## TASKS TO PERFORM
A: Which words longer than one letter are typed entirely in capital letters in the parenting post?
B: Can you carry on the parenting post from the point where it stops?

— begin READING PASSAGE —

I know how he feels b/c S(4) is just like that completely deaf and you have to repeat yourself 10 times before he responds. I just find it funny and talk louder saying HELLO ANYONE HOME but with humour not rancour. Maybe because I know where S is coming from. He is just in his own space and not letting others bother him.

H is also sensitive to others feelings in a way that I feel is detrimental to him. Maybe over-sensitive is the word. he said he felt like he was doing all the work with the kids at the weekend because our female friend was uptight about kids wrecking stuff in the house and I didn't seem to care about stopping them.

— end READING PASSAGE —
— begin PROVIDED RECORDS —

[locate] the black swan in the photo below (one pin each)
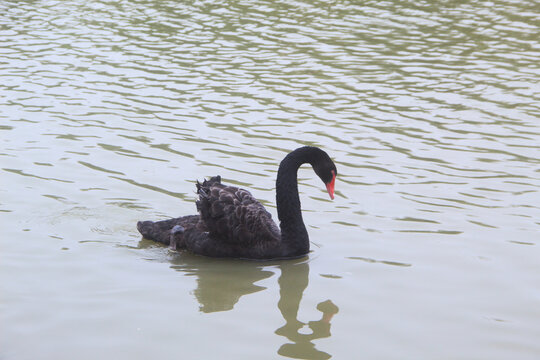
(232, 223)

— end PROVIDED RECORDS —
— begin PROVIDED RECORDS —

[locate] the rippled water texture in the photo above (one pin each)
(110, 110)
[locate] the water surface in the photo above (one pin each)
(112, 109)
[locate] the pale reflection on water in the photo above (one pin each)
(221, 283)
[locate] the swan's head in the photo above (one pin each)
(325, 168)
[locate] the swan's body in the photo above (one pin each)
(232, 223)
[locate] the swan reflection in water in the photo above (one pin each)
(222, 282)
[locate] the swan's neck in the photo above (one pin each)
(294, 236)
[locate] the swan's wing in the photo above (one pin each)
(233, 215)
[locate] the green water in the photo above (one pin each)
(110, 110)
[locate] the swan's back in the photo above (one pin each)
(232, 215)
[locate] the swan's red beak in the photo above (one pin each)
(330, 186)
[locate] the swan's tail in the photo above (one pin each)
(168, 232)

— end PROVIDED RECORDS —
— begin PROVIDED RECORDS —

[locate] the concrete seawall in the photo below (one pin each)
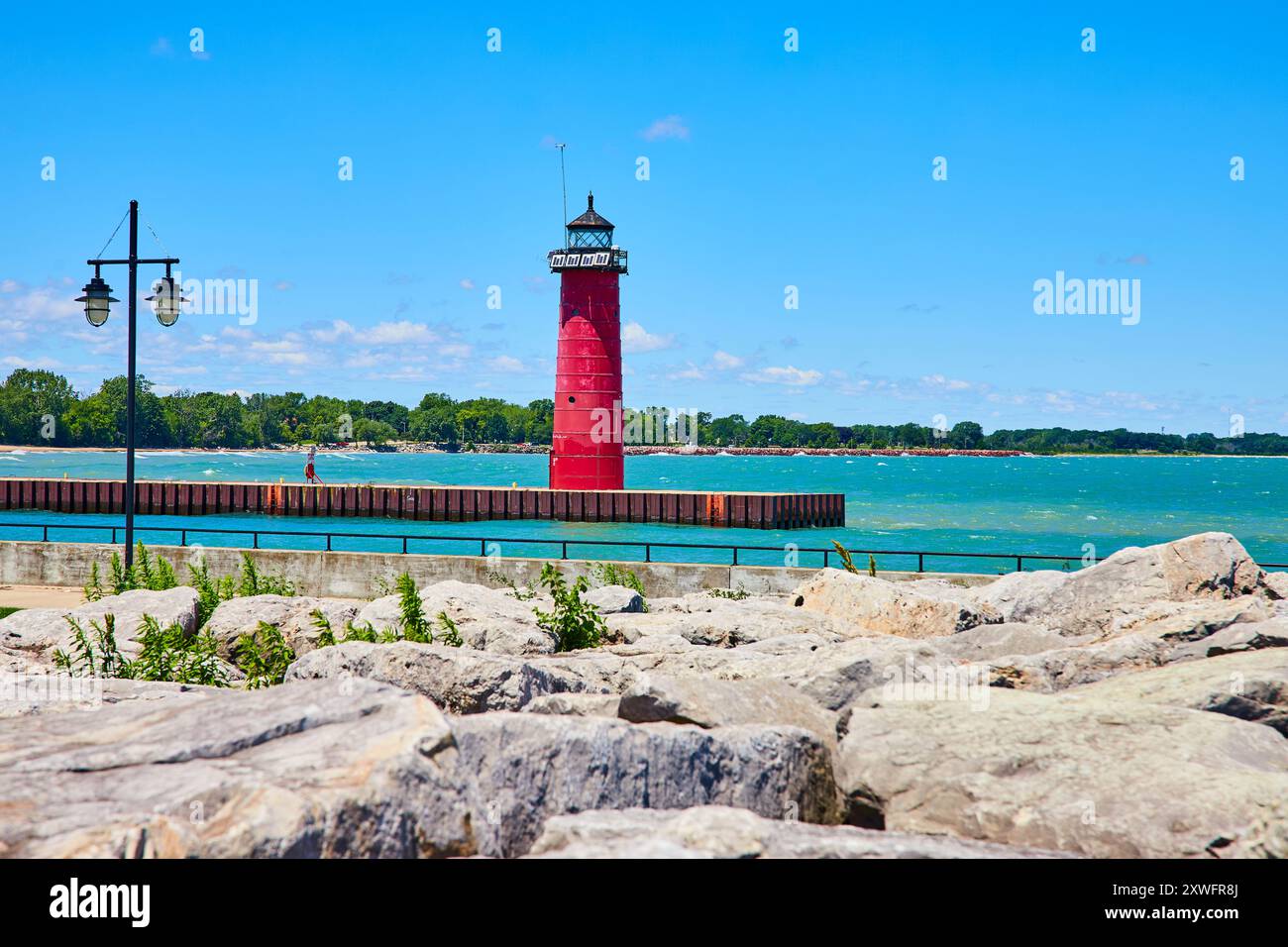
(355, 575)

— end PROVIDED RECORDS —

## RESULTS IN ORDER
A: HELLO, ANYONE, HOME

B:
My feelings were, she is just being uptight and kids must be kids, however I wasn't letting them wreck the place, far from it, I just felt like there were certain things she needn't get so uptight about - like the fridge magnets for crying out loud. At the end of the day it boiled down to me feeling like I had control of my kids and respect for her but that I had a right to set the boundaries in a reasonable place not just where she wanted them set. H doesn't see it like that and thinks because it's her house we should abide by her boundaries. This is the difference between the two of us. When boundaries are set I set them in a place which is OK for me but takes some account of the other person's feelings. H does not set boundaries he just does what the other person wants and then feels stressed. I know I always feel stressed if I am not able to set my boundaries and end up just being down-trodden by the other person but I have natural in-built boundary setting antenna
he just doesn't seem to. My sister and father are both much stronger at setting boundaries and seem to take little if any account of others. Maybe how I perceive them is how H perceives me
Don't know what I can do with this part of my personality?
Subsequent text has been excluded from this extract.